Your instructions
Using the entries below, transcribe exactly the line containing "the wood grain" and each line that follows it to the end.

Given information

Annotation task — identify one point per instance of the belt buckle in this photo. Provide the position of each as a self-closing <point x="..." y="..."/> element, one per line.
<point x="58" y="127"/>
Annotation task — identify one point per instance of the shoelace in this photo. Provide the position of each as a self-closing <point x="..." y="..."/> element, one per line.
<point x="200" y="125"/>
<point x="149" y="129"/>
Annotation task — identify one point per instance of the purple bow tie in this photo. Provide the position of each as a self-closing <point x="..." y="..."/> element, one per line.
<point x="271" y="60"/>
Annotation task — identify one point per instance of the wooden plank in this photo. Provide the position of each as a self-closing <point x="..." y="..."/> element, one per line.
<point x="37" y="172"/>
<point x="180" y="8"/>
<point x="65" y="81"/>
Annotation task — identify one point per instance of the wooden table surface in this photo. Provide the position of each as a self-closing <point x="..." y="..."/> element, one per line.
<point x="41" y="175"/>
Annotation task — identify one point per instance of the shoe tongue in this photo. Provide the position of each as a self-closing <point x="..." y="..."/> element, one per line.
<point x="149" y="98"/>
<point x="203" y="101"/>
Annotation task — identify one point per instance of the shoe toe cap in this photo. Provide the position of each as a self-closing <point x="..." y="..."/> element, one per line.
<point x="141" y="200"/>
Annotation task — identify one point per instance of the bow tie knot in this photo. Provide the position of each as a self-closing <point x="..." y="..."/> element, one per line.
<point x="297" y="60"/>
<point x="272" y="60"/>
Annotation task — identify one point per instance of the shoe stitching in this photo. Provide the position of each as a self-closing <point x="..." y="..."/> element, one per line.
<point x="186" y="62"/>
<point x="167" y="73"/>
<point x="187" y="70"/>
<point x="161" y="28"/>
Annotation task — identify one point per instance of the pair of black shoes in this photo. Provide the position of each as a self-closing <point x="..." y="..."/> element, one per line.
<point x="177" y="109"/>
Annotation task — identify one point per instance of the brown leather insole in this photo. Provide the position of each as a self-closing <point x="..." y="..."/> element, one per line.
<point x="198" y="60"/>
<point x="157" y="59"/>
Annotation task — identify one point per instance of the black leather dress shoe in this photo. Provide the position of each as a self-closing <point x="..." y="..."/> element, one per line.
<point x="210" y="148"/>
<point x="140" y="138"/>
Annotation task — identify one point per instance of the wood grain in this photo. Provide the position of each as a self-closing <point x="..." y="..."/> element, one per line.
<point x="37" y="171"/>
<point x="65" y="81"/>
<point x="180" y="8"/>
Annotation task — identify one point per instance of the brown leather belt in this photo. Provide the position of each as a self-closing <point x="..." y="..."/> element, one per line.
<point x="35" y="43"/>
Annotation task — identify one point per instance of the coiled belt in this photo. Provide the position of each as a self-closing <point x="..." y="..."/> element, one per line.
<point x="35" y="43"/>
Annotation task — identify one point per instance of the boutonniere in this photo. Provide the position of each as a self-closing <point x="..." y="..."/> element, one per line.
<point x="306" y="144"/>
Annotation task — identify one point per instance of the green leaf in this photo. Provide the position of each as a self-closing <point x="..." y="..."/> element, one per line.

Output of the task
Annotation task — identify one point per instance of the wood grain in this photo. Provide the position of each as a self-closing <point x="..." y="..."/> element, one per line.
<point x="37" y="171"/>
<point x="65" y="81"/>
<point x="180" y="8"/>
Annotation task — identify one point per instance of the brown leather belt in this photo. Provide the position of each as a self-closing <point x="..." y="..."/> element, one per line.
<point x="35" y="43"/>
Annotation task — identify one point per instance of the coiled belt in this photo. Provide the position of each as a self-closing <point x="..." y="..."/> element, one per line.
<point x="35" y="43"/>
Annotation task — identify one point per instance of the boutonniere in this photo. Provide the position of each as a self-closing <point x="..." y="..."/> element, one per line.
<point x="306" y="144"/>
Annotation task — identify one point per instance of the green leaf in this photo. Provide the position of each as a self-closing <point x="..." y="..."/> element, one per line.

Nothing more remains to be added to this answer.